» **Exercise tasks**
1 – Answer these questions using the blog post about horses:
(a) What breed of dog did the writer acquire?
(b) How many horses does the writer now have?
(c) Whom does the story the writer shares involve, besides horses?
2 – List every bodily measure that the blog post about horses says petting a dog or cat can lower.
3 – Reproduce the text of the blog post about horses between "I was afraid" and "has a heart.", inclusive.

» **Document segment**
Content starts

Saturday, June 03, 2006

A Good, Sweet Story

I was afraid of horses my whole life, but when I acquired a Gordon Setter that had great field trial potential, I decided I better get a horse, the easiest way to chase her around. I now have four horses, approximately three too many, but they have fundamentally changed my life. You know the studies that show how petting a dog or cat can lower your blood pressure, your heart rate, your respiration rate? Well, think about standing in the midst of two Tennesee Walkers & two Spotted Saddle horses. Two tons or so of beautiful medication. I should blog my guys someday. Someday soon. But here is a story about horses & wounded soldiers from Iraq, Bu$hCo's war of choice. Whoever came up with this therapy ought to be president, because this person has a heart.

Content ends

» **Data excerpts**
Content starts

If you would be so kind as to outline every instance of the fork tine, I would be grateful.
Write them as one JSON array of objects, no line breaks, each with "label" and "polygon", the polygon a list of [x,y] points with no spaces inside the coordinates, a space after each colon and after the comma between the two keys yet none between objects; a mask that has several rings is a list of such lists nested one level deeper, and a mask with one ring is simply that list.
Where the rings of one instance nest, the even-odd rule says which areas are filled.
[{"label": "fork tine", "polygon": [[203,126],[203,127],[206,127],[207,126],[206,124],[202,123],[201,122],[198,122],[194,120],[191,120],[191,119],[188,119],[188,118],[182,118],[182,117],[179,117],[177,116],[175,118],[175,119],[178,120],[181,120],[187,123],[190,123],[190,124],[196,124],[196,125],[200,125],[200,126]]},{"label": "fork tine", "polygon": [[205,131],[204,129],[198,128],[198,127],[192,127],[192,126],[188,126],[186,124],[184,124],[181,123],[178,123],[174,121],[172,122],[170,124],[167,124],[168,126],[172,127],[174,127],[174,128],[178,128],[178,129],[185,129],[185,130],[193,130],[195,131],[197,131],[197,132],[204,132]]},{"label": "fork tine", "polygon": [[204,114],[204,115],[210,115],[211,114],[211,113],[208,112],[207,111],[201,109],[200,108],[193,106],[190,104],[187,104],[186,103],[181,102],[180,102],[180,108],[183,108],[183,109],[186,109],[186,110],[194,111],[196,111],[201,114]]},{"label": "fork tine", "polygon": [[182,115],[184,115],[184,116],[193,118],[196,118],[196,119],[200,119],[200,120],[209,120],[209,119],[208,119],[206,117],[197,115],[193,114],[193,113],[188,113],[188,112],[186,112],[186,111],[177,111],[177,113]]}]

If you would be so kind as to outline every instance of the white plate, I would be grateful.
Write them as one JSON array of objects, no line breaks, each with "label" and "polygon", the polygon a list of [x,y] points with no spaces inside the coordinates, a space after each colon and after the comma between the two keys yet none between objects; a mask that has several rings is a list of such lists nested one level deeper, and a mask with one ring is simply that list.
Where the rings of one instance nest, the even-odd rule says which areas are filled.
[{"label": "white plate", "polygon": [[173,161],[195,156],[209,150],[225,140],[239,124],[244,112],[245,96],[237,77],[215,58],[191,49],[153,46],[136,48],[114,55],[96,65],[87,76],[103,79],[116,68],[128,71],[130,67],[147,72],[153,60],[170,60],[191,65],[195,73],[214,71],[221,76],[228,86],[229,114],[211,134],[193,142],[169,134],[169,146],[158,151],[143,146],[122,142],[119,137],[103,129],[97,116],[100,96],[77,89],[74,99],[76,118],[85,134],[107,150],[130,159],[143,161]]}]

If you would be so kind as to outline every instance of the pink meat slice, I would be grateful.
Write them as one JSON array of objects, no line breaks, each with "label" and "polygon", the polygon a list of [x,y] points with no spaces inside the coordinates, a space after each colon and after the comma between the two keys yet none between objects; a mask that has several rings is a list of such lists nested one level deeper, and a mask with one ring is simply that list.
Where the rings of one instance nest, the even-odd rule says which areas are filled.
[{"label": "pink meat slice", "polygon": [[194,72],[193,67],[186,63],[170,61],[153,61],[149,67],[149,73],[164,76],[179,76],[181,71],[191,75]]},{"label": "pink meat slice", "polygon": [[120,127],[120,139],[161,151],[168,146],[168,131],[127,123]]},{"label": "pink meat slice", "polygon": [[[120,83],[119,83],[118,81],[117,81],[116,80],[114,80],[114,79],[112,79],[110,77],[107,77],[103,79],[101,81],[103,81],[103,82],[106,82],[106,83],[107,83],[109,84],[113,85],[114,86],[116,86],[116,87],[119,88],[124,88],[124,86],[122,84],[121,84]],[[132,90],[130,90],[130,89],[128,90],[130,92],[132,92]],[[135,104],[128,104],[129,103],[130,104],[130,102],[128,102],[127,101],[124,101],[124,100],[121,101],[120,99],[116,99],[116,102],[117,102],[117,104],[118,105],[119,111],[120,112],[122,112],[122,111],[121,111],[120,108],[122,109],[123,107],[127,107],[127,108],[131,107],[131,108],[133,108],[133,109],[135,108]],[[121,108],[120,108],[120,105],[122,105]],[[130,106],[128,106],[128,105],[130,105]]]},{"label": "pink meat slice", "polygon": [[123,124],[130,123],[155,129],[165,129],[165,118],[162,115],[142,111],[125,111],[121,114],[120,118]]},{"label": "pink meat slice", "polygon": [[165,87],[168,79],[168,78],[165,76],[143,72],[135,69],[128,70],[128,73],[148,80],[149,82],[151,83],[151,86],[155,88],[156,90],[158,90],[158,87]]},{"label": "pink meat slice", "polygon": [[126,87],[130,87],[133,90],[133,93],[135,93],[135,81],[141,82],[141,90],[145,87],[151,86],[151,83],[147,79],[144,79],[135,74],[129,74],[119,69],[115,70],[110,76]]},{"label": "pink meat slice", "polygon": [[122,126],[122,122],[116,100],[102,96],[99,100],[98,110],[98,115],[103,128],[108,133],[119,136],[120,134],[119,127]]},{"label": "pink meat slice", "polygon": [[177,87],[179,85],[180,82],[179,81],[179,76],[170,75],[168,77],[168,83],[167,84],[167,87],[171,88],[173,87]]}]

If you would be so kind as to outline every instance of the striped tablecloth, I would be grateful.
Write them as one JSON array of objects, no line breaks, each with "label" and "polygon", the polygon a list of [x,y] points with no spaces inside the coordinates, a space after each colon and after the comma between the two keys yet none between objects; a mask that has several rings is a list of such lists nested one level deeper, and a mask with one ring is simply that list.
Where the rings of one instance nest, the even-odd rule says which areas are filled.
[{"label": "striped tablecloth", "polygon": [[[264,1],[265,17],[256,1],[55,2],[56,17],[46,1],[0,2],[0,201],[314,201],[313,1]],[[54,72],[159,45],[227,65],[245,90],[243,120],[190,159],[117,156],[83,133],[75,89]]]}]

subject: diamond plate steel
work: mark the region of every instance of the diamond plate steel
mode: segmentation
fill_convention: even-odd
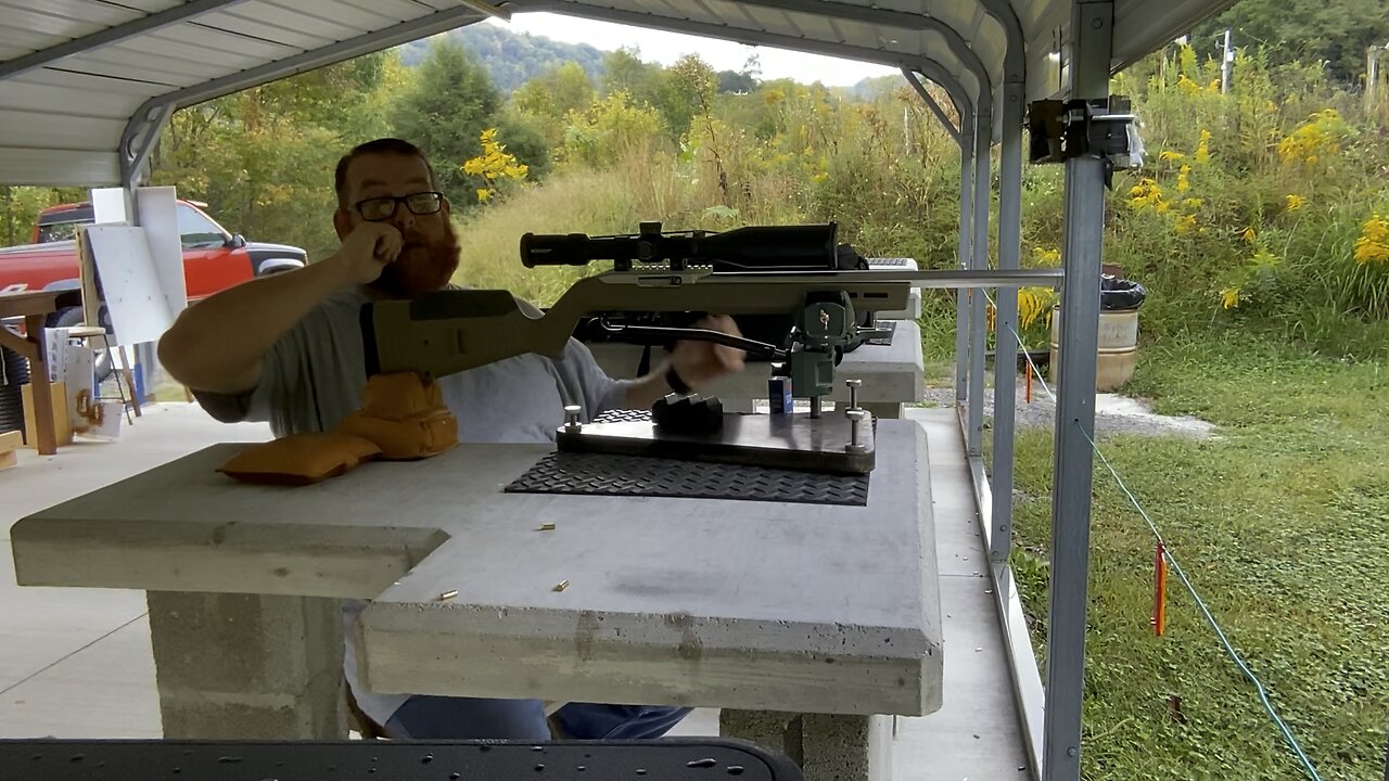
[[[651,420],[650,410],[608,410],[593,418],[593,422],[642,422],[647,420]]]
[[[507,493],[667,496],[813,504],[868,504],[868,475],[826,475],[674,459],[550,453]]]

Content ends

» **Answers to the exercises**
1 –
(a) A Gordon Setter.
(b) Four.
(c) Wounded soldiers from Iraq.

2 – Blood pressure, heart rate, and respiration rate.

3 –
I was afraid of horses my whole life, but when I acquired a Gordon Setter that had great field trial potential, I decided I better get a horse, the easiest way to chase her around. I now have four horses, approximately three too many, but they have fundamentally changed my life. You know the studies that show how petting a dog or cat can lower your blood pressure, your heart rate, your respiration rate? Well, think about standing in the midst of two Tennesee Walkers & two Spotted Saddle horses. Two tons or so of beautiful medication. I should blog my guys someday. Someday soon. But here is a story about horses & wounded soldiers from Iraq, Bu$hCo's war of choice. Whoever came up with this therapy ought to be president, because this person has a heart.